Stored entries
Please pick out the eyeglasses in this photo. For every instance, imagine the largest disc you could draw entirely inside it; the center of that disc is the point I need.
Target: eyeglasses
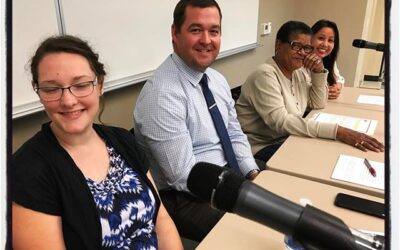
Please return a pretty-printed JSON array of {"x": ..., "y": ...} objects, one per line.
[
  {"x": 296, "y": 46},
  {"x": 81, "y": 89}
]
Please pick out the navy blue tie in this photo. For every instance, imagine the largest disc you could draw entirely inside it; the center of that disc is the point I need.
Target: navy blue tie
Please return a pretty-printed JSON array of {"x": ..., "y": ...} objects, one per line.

WHAT IS NEEDED: Copy the items again, starting at the line that contains "Please pick out the navy" and ending with the last line of the items. Switch "disc" to "circle" and leave everything else unchanged.

SOLUTION BELOW:
Please pick out the navy blue tie in this photo. For every instance, imagine the largest circle you could draw entirely inside it; the center of that circle is the point I need.
Target: navy blue tie
Please return a pretty-printed JSON array of {"x": ..., "y": ...} objects, one per line.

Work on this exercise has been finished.